* Required task
How many lines in the records below contain the string "slab"? Reply with the number alone.

(Dataset records)
*****
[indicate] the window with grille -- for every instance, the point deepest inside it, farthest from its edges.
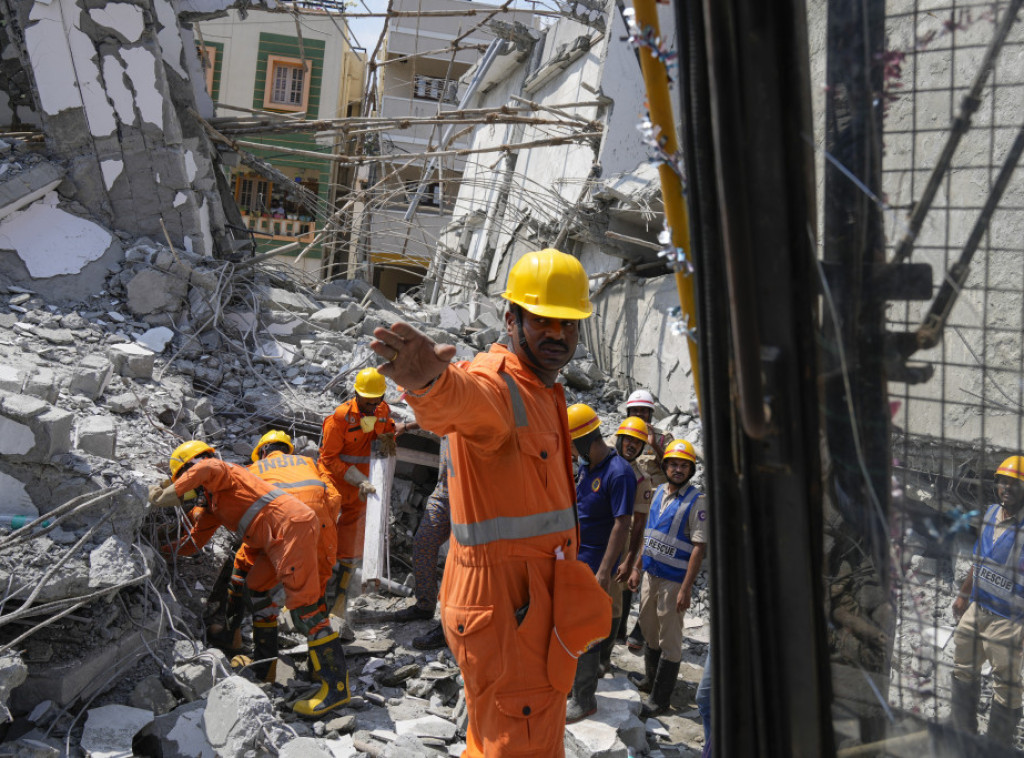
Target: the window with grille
(287, 84)
(432, 88)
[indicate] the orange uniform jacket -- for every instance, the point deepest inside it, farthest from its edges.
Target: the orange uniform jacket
(344, 444)
(513, 503)
(299, 475)
(280, 537)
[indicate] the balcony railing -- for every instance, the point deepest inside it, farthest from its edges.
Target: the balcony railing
(283, 229)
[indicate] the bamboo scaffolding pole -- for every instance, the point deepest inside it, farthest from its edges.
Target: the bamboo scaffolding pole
(655, 78)
(346, 160)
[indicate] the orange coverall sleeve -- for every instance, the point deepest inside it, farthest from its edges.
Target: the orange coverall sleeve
(334, 437)
(471, 404)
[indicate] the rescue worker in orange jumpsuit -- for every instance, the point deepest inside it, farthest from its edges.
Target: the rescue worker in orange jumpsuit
(344, 465)
(514, 530)
(280, 536)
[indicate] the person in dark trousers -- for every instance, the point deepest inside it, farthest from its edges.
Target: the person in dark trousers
(605, 491)
(675, 542)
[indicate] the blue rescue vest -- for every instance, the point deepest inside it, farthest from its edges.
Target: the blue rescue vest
(667, 545)
(998, 586)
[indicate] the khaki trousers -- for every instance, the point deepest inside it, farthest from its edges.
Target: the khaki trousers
(982, 635)
(660, 623)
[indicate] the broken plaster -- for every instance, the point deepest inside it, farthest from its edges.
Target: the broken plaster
(51, 242)
(112, 170)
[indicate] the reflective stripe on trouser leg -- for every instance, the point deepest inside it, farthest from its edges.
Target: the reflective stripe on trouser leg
(264, 608)
(312, 620)
(345, 570)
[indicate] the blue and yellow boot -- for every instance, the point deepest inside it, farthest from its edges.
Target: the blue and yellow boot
(327, 656)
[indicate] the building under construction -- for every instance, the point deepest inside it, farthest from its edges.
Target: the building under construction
(804, 227)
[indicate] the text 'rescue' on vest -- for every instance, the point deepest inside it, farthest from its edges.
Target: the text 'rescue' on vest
(667, 546)
(997, 569)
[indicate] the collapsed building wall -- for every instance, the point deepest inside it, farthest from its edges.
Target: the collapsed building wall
(111, 86)
(571, 196)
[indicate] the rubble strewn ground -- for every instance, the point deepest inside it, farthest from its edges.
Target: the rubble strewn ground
(101, 638)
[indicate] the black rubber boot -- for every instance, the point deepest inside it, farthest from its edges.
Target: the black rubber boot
(660, 695)
(583, 702)
(964, 704)
(328, 658)
(635, 641)
(606, 646)
(265, 650)
(650, 661)
(1003, 724)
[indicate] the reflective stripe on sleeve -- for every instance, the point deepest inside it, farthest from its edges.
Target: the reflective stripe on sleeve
(298, 485)
(253, 509)
(513, 528)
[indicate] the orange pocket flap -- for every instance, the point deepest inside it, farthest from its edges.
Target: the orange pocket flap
(526, 703)
(465, 620)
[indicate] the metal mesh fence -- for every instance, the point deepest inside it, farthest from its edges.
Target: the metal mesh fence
(956, 406)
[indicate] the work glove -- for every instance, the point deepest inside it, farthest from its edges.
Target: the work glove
(356, 478)
(388, 446)
(164, 497)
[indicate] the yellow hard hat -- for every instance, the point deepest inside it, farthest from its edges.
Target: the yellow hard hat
(550, 284)
(680, 449)
(370, 383)
(274, 435)
(184, 453)
(583, 420)
(634, 427)
(1012, 467)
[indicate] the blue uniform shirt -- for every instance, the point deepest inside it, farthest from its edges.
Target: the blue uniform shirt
(602, 495)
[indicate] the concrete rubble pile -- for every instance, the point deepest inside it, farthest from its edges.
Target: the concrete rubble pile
(101, 637)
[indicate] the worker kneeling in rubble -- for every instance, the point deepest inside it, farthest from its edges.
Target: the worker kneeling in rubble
(517, 607)
(674, 548)
(280, 536)
(989, 609)
(344, 465)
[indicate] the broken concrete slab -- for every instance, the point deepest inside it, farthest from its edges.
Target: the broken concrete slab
(272, 350)
(28, 185)
(152, 291)
(337, 318)
(109, 730)
(124, 403)
(306, 747)
(42, 383)
(12, 673)
(11, 379)
(178, 733)
(65, 681)
(239, 716)
(33, 428)
(615, 730)
(112, 563)
(91, 376)
(202, 672)
(429, 725)
(132, 361)
(153, 696)
(156, 339)
(97, 435)
(274, 298)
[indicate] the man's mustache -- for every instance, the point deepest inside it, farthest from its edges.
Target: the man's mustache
(554, 342)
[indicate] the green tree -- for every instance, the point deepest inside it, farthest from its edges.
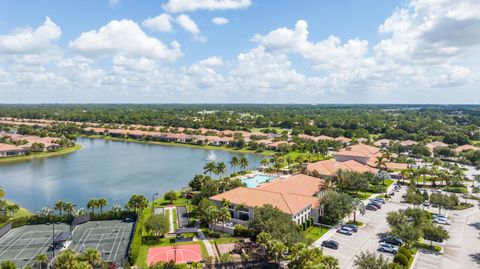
*****
* The output
2